READING TEXT.
*****

How much of this was right? How much of this was wrong? And then when I ask a question to which I do not know the answer, I sort of assume that the accuracy rate is comparable.
[00:50:03] Jeremy Utley: You're kind of, you're ca you're calibrating. Yeah.
[00:50:06] Dan Klein: I'm trying to, I'm always trying to calibrate and I am continually impressed by two things.
One, the breadth and plasticity and flexibility of these models. It's still just like amazing. I mean like, like I said, when I started this, it was like, will we ever be able to find the verb reliably in a sentence? And now I've got the system that I can ask it about quantum mechanics and get an answer.
Now, I'm not an expert about quantum mechanics, but when I ask it about things where I am an expert, the answers come back like. Sort of right, but almost always there's like a critical flaw in the answer. And I know I can't find the equivalent flaws in other areas. And that has really impressed on me how important it is to recognize, like all of us, no matter how much we know this in treasure, all of us are susceptible to looking at systems outputs.
They're fluent, they're confident. The parts we do understand look correct. We assume that everything else is correct, and that's not always true.
[00:50:59] Henrik Werdelin: I think that's a good, uh, lesson for everybody to, uh, kinda take with them and maybe try to test their model or choice on something they already know.
[00:51:08] Jeremy Utley: One thing I, I do like the already know, the other thing is like the, the task that you would, that where there's not a right answer necessary or, I don't know how to classify this, so I'll give you the, the exact thing and then you can extrapolate.
But one thing that I thought was pretty cool, um, I had an interview with Time Magazine recently where I was being interviewed not being the interviewer. And I just, on a whim, I took the transcript and I just said, Hey, Claude, I, I've got a chief of staff that's kind of trained on a lot of my, you know, blog posts, things like that.
I just said, Hey, how'd I do? And it was so deeply insightful.
[00:51:45] Dan Klein: Mm-hmm.
[00:51:46] Jeremy Utley: And then I said, how should I, and, and part of its critique was you treated this interview like a keynote, not like, you know, when you're being interviewed, your job is to be the sous chef, to help the master chef put the ingredients out.
And you made this, uh, journalist job more difficult, not more easy. You rambled, you buried the lead. You, you know, you followed what you're curious about, not what they're curious about, like, all this stuff. And I said, great. Now can you help me prepare for the 'cause? I had another media interview and Claude said, sure.
Give me the email that the person sent you. I give it to Boom. And it GI mean, we're talking topics to avoid. Things that you'll want to talk about that this interviewer is not interested in? It was, so I actually kept it on the screen during my next interview. And so to me that's like a, it's this whole other class of capability, right?

*****

RECORDED DATA.
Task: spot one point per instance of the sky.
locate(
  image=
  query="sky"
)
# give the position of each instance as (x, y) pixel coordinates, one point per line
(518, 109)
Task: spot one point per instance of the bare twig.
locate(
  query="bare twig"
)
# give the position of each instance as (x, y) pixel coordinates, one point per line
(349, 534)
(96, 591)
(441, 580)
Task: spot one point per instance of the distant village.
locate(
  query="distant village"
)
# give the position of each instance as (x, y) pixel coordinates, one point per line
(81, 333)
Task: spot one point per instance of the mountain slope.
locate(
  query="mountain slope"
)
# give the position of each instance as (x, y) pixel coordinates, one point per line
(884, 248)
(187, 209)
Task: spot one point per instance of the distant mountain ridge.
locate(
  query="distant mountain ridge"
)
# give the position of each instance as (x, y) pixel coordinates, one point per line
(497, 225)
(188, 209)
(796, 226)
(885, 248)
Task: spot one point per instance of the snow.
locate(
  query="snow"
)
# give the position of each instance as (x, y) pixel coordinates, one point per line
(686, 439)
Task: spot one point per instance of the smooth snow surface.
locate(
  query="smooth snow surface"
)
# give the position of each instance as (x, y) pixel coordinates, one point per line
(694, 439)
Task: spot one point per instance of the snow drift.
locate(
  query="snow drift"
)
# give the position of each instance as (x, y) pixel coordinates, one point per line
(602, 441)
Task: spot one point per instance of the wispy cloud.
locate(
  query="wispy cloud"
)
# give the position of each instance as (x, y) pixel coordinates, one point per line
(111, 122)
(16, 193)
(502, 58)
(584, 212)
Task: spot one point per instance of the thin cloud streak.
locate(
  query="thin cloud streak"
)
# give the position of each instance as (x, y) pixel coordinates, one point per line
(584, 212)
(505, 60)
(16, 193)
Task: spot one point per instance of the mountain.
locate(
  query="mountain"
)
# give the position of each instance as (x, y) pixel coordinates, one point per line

*****

How might the podcast conversation about checking the accuracy of AI model answers go on after its last line? Continue it from that point.

ANSWER FOR THE TASK.
Yeah. Which is, I don't have the, you know, the means to have like a, a, a comms expert on my team, right. But now I have a comms expert, or at least a reasonable approximation. And by the way, even if it's not great, it does give me more confidence than the alternative, which is zero. Right? Absolutely. Which is kind of fascinating.
I don't know, I, I'm just kind of riffing out loud, but I don't if that
[00:52:59] Dan Klein: No, this is true. This is totally right. And I think this gets ex what you asked earlier about where are these systems strong, and this is exactly where they're incredibly, like mind-blowingly strong is the ability to take all that information, cross-reference it with like all this context that's out there in terms of how you should run media.
That's a scatter across the web. And to be able to distill things down, that sort of contextuality and breadth is just stunning. And in this case, the fact that it could read it all, pay perfect attention to it all, then give you something that if it were wrong, you would know. Right. And that you are asking it for its generative capabilities.
You are asking it to take all of this stuff, mix it together and give you a synthesis. Well, like that is a place where these technologies are incredible. It's just that, you know, that's not every use case, but when you have that use case, that's a, that's, that really lines up. Well, you were in the loop, you were being the editor.
You were like, oh, I love this, I love this. And maybe there's something in there you, you weren't gonna say, but that's okay because this gave you a lot. I could draw an analogy to early machine translation where like. You could read some of it and then there was some stuff that wasn't really even in the language you were expecting and like you didn't get everything, but it was, as you said, better than nothing.
And in situations where something is better than nothing, mistakes are gonna get caught by the consumer. And where the primary product you wanted was this novel synthesis. Well that's great. I mean, we could call it a hallucination. It was just a really useful one for
[00:54:32] Jeremy Utley: you. Yeah, that's cool.
[00:54:33] Henrik Werdelin: Okay, gentlemen, you're out of tokens.
[00:54:35] Jeremy Utley: You're out of tokens.
[00:54:37] Henrik Werdelin: Jeremy Ley.
[00:54:39] Jeremy Utley: I put this one more in the uh, in the hot Takes category, probably actually. Hendrick, what do you think?
[00:54:45] Henrik Werdelin: You know, one thing, the biggest takeaway I think I have from it is, I remember once I was reading a finance newspaper that we have here in the scanning market, and they were writing about some startup stuff.
And as I was reading, I was like, oh, they really don't know anything about startups. I really don't like everything. The way that everything was phrased was just very, it was very clear that they completely misunderstood everything about. Startup and financing and stuff like that. And then it was like, Hey, wait a minute, if there's this wrong about this thing that I know a lot about, I wonder how wrong they are about other stuff too.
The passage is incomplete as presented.